Input material start

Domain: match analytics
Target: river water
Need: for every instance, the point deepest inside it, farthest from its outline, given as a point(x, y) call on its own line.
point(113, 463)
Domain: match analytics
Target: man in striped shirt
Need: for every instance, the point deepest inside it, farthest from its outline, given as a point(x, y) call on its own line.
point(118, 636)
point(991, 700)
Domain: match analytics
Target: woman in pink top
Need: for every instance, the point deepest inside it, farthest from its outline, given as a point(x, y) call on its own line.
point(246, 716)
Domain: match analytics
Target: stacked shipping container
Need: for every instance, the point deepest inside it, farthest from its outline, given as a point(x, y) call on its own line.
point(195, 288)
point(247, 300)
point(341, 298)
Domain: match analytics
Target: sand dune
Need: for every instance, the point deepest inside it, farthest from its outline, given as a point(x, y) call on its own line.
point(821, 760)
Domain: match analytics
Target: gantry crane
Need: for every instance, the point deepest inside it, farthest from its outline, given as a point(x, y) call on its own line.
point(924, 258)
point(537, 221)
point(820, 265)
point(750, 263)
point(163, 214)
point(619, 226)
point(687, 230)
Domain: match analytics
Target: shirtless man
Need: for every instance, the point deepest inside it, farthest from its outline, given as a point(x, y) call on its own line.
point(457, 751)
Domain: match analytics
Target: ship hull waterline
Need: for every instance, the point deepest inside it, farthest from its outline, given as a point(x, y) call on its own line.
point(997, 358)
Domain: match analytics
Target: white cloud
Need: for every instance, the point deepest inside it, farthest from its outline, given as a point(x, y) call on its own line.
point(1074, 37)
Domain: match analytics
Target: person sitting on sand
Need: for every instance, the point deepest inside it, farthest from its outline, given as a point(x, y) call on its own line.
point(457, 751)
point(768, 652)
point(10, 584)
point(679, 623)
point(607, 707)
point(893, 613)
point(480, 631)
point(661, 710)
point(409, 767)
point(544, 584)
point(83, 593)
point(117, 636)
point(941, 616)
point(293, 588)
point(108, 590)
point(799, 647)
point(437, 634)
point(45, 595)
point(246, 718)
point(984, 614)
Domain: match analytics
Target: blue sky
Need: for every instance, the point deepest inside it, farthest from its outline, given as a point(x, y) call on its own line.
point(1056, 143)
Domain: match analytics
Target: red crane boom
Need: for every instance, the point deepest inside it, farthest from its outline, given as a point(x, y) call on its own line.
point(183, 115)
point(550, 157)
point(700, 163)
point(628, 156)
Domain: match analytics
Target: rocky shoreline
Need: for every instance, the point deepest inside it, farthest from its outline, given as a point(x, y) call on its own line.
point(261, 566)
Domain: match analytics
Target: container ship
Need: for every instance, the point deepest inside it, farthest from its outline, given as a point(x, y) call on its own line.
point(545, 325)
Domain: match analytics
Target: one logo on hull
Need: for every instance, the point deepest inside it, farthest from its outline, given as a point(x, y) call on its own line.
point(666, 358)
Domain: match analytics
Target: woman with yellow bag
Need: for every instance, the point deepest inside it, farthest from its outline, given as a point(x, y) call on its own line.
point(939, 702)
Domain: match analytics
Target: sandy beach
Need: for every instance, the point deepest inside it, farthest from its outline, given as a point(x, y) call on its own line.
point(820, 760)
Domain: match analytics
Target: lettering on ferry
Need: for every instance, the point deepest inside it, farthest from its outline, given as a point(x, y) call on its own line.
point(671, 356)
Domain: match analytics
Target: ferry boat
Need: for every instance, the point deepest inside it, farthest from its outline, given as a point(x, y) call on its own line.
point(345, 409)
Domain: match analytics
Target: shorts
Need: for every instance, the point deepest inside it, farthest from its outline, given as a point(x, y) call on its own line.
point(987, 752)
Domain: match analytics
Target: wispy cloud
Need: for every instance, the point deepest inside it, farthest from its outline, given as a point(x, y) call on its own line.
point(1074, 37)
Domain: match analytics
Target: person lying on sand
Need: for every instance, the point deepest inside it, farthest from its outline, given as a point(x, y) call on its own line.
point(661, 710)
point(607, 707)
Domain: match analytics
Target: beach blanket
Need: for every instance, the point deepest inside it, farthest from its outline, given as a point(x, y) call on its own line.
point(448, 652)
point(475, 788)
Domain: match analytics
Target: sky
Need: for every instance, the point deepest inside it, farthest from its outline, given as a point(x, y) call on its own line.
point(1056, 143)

Input material end

> Task details
Show every line of the records above that contains the word "cloud", copied in full.

> Solution for this task
Target: white cloud
Target: wispy cloud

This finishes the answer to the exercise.